Given task 1 =>
Quote the passage of the forum thread on harnesses and collars starting with "I always used" and going on through "if jasper pulls.".

# Harness or Collar and lead



## Charliejo (Jan 22, 2015)

Hi, I can't decide if I should buy a harness or collar and lead for my pup. What have other people found works best? Any advice would be great.


----------



## JasperBlack (Sep 1, 2012)

I always used a collar and lead but recently after 2 years I decided to try a harness! I find it much better and feel more in control if jasper pulls. 


Sent from my iPhone using Tapatalk


----------



## 2ndhandgal (Aug 29, 2011)

I like a harness for a pup to take pressure off the throat while they are learning to walk nicely on the lead


----------



## Alinos (May 19, 2014)

Harness for my 10 month old. And I don't think I will ever do a collar. The sudden pulls on the leash when he see a squirrel or a bird on the ground have decided that for me. I do not think that , that kind of pressure on the neck would ever be good for him. 


Sent from my iPhone using Tapatalk


----------



## Banditmyboy (Jan 12, 2015)

My almost 1 yr old wears a collar with tags always. He tends to escape so better safe then sorry. When he goes for walks he we as a regular harness. Its a personal preference


----------



## Alinos (May 19, 2014)

Banditmyboy said:


> My almost 1 yr old wears a collar with tags always. He tends to escape so better safe then sorry. When he goes for walks he we as a regular harness. Its a personal preference



Oh I totally agree with you. The collar is for his identification. When he needs to be on a leash , then it's through a harness and not the collar. 


Sent from my iPhone using Tapatalk


----------



## Datun Walnut (Oct 15, 2013)

I can only go by Poppy on this. At first we didn't like the harness as with the lead attachment being down her back, she had more of a chance to spin like an idiot while out on walks. The collar stopped this (mostly), When she calmed down, we found a harness that was made of stretchy material that was comfortable and we knew that checking her (if tried to jump up or run under a car) wouldn't hurt.


----------

Given task 2 =>
Extract every line of the listing below that contains the string "yellow", matching case.

Material for this task =>
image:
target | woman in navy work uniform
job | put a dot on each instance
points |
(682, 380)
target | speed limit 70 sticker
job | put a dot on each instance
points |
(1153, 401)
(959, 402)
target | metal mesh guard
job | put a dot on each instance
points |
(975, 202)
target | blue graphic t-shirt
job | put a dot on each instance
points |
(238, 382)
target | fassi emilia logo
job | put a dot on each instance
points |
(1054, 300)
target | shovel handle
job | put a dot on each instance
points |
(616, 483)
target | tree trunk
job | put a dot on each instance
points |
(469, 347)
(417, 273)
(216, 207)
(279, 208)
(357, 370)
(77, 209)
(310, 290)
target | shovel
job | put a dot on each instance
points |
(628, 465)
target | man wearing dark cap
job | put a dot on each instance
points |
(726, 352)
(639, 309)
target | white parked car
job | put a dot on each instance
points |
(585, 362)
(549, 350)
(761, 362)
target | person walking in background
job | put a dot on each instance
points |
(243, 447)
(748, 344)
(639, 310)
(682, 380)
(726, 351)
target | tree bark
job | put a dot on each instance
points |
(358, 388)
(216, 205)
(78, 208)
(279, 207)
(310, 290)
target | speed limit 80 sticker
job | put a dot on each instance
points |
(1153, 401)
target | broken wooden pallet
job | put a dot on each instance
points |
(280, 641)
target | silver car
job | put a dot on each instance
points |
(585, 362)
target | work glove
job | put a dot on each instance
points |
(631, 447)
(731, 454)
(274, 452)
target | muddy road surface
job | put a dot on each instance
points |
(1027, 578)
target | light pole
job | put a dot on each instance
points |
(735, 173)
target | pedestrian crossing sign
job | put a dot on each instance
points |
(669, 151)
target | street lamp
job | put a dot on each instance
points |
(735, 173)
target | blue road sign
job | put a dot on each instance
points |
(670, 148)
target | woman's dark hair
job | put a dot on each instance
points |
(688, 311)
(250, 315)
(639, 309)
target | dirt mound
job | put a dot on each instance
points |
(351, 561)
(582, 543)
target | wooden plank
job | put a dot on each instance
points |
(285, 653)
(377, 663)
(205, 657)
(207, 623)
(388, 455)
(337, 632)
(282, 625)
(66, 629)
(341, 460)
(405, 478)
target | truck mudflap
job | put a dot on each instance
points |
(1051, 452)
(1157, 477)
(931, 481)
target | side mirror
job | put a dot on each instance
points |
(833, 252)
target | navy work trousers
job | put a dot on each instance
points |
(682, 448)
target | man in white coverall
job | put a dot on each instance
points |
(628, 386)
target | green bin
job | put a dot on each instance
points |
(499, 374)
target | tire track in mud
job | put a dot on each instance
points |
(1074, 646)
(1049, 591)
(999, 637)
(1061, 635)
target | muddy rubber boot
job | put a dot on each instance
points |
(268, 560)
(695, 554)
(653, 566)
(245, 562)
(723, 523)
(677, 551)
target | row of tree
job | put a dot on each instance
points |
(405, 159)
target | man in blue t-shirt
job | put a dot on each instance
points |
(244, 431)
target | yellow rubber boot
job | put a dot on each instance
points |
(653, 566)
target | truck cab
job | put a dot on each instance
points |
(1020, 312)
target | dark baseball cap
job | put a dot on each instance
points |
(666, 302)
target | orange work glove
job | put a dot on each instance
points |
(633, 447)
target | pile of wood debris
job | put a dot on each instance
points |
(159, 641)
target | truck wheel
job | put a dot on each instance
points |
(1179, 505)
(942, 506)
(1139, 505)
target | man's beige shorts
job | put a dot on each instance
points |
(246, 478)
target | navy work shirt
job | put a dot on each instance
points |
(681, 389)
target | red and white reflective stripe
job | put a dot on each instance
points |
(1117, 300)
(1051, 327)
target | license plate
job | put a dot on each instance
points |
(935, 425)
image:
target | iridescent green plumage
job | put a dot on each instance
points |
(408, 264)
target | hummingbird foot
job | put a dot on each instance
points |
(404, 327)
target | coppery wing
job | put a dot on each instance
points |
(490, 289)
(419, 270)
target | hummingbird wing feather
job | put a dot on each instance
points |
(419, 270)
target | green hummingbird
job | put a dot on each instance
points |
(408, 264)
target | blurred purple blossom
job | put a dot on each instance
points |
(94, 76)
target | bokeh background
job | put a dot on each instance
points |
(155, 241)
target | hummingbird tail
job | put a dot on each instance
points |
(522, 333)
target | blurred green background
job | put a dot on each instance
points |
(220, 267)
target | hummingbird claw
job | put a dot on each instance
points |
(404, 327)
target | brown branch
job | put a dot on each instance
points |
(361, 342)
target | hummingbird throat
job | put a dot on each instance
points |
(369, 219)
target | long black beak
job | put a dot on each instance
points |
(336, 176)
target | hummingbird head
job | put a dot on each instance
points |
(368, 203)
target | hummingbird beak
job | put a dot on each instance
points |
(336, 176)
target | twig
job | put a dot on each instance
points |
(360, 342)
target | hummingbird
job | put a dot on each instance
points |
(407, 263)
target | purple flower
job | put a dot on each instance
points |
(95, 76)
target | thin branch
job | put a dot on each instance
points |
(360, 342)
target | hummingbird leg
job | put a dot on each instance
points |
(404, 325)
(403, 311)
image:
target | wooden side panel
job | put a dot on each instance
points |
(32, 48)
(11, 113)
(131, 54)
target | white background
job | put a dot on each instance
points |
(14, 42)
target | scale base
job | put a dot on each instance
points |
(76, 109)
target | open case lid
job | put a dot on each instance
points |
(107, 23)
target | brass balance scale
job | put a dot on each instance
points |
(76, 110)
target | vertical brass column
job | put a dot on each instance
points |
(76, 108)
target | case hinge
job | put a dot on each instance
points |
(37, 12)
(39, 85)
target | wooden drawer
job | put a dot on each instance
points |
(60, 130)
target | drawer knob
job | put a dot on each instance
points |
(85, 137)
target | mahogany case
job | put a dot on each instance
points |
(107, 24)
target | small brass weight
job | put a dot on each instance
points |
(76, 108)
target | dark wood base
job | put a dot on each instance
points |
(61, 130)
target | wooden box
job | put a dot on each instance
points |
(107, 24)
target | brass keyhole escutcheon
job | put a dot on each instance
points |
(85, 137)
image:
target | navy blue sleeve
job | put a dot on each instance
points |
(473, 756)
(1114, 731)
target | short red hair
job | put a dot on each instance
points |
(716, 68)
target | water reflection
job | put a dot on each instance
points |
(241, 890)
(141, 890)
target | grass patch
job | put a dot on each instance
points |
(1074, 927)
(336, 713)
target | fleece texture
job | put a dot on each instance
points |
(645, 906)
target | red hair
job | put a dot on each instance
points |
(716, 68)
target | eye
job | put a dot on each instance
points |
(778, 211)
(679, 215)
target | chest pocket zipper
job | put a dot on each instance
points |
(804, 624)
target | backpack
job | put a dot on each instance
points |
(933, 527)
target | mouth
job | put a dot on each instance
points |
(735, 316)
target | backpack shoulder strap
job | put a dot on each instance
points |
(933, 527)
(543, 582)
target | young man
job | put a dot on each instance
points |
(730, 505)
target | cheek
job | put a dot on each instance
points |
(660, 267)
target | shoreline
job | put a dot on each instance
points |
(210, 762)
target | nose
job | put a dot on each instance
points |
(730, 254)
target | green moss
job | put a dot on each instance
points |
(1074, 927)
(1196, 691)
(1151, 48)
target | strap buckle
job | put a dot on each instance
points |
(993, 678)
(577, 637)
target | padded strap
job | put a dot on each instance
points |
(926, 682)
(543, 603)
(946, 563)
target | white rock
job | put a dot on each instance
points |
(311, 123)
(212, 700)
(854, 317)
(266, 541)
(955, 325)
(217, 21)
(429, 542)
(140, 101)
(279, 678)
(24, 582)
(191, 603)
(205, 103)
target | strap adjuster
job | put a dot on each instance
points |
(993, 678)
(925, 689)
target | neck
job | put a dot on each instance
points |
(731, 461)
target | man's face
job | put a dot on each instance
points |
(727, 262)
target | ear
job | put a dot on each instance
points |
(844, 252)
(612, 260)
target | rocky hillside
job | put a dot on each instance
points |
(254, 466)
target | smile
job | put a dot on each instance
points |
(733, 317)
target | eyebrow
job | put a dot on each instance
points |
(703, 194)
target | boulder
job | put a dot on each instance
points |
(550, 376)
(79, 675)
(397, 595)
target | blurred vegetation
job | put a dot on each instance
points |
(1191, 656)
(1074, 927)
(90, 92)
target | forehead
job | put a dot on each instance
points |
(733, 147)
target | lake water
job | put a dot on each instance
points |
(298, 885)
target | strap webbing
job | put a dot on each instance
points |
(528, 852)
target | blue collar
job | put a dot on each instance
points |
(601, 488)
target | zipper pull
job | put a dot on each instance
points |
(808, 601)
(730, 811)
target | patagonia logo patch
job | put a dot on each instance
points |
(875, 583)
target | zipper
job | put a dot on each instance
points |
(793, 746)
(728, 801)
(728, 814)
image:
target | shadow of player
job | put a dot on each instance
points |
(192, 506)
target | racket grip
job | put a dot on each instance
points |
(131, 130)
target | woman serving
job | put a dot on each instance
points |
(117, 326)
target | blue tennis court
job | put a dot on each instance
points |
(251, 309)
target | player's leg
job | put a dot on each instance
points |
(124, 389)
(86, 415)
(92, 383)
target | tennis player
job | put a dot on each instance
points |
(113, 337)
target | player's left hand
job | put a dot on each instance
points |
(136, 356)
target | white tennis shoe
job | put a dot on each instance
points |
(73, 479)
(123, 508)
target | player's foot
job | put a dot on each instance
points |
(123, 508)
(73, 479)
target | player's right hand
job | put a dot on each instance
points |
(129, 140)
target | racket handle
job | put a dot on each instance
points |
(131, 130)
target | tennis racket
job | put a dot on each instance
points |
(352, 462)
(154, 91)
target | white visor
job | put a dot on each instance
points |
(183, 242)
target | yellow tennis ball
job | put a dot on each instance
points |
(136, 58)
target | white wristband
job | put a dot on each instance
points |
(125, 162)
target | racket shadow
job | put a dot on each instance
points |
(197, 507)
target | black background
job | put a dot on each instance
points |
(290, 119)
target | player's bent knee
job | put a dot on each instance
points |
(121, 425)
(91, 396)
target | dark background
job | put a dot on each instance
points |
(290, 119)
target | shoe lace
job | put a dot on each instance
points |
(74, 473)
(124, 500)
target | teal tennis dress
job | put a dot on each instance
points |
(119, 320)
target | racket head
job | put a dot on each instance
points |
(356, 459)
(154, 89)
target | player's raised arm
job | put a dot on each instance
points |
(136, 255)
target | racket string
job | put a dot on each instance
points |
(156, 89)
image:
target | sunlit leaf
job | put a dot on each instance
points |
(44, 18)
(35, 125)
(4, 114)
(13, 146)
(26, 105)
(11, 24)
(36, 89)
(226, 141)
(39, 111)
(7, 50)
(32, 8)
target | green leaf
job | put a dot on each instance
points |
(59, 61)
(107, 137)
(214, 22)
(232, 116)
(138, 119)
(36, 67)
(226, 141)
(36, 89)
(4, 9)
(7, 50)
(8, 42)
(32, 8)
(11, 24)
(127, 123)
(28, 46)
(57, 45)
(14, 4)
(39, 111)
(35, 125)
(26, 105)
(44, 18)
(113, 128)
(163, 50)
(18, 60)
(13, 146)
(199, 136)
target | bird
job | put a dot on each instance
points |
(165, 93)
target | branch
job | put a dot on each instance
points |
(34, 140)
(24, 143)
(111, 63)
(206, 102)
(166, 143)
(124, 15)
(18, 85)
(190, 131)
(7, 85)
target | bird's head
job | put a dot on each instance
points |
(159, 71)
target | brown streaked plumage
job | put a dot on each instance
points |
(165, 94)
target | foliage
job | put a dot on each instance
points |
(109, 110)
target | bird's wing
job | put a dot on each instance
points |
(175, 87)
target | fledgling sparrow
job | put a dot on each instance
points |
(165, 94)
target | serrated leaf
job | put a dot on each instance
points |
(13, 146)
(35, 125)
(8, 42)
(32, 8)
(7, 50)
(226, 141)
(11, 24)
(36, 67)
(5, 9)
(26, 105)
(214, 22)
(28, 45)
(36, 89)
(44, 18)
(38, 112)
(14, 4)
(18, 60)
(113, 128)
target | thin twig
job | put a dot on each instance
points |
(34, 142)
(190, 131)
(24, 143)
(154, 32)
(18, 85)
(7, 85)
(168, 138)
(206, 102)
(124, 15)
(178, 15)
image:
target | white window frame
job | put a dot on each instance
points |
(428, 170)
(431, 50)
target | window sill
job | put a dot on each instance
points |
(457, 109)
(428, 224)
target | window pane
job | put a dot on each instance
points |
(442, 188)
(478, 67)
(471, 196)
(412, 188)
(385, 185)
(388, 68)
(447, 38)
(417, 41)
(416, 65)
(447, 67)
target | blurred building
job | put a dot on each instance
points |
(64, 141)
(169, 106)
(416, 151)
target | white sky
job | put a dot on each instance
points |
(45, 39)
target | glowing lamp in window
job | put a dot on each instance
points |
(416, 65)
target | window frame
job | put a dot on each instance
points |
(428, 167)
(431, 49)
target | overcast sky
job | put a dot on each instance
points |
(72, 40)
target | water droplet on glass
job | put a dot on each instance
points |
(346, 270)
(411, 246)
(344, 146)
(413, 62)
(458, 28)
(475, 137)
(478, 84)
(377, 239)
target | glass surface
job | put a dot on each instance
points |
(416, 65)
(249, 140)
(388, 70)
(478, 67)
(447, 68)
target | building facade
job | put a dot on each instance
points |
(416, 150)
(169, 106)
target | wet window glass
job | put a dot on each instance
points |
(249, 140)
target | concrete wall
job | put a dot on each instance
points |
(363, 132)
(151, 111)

Expected answer 1 =>
I always used a collar and lead but recently after 2 years I decided to try a harness! I find it much better and feel more in control if jasper pulls.

Expected answer 2 =>
target | yellow rubber boot
target | yellow tennis ball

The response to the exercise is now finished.